_Exercise instructions_
Write out the lines from the line with "Test yourself! Look at the image and find the green" to the line with "Test yourself! Look at the image and find the weeds" as a JSON list of strings, one string per line, leaving out blank lines.

=== Provided data ===

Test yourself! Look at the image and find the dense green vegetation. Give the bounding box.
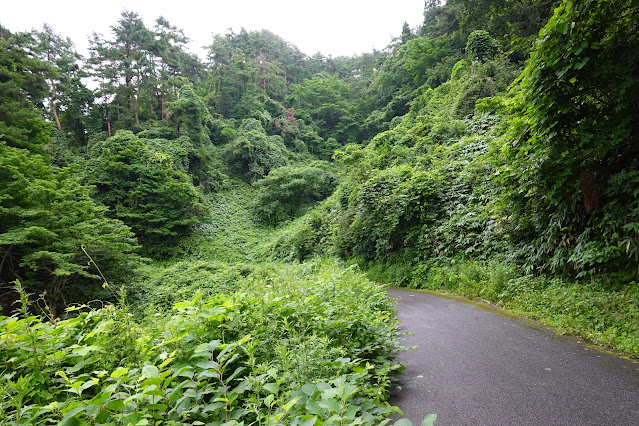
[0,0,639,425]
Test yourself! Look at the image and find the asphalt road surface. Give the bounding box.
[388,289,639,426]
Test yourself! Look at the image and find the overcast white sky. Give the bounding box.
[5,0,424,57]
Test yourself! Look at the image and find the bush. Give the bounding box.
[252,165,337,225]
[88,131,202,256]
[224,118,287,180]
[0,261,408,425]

===
=== Provided data ===

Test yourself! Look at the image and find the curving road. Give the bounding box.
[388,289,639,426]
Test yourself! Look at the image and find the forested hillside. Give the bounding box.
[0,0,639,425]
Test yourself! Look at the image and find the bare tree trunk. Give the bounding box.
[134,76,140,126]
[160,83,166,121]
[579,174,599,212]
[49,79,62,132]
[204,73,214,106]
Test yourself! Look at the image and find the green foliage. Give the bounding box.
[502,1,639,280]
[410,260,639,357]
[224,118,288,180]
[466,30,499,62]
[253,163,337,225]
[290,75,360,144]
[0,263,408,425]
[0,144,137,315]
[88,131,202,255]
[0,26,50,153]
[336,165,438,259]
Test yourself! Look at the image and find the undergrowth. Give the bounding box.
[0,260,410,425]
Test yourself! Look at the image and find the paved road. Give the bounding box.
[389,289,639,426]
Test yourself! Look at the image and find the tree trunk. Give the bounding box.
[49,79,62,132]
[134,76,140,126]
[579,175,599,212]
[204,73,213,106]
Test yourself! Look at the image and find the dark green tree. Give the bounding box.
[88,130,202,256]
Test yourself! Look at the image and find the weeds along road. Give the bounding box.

===

_Solution to the exercise_
[
  "Test yourself! Look at the image and find the green foliage. Give the bounding box.",
  "[502,1,639,280]",
  "[410,260,639,357]",
  "[224,118,288,180]",
  "[466,30,499,62]",
  "[253,163,337,225]",
  "[290,75,360,144]",
  "[0,263,408,425]",
  "[0,144,137,315]",
  "[88,131,202,255]",
  "[0,26,50,153]",
  "[336,165,438,259]",
  "Test yourself! Look at the image and find the undergrowth. Give the bounding box.",
  "[0,260,410,425]",
  "Test yourself! Look at the image and find the paved road. Give the bounding box.",
  "[389,289,639,426]",
  "Test yourself! Look at the image and find the tree trunk. Give the bounding box.",
  "[49,79,62,132]",
  "[134,76,140,126]",
  "[579,175,599,212]",
  "[204,73,213,106]",
  "Test yourself! Look at the image and find the dark green tree. Give the bounding box.",
  "[88,130,202,256]",
  "Test yourself! Look at the image and find the weeds along road. Give the bounding box."
]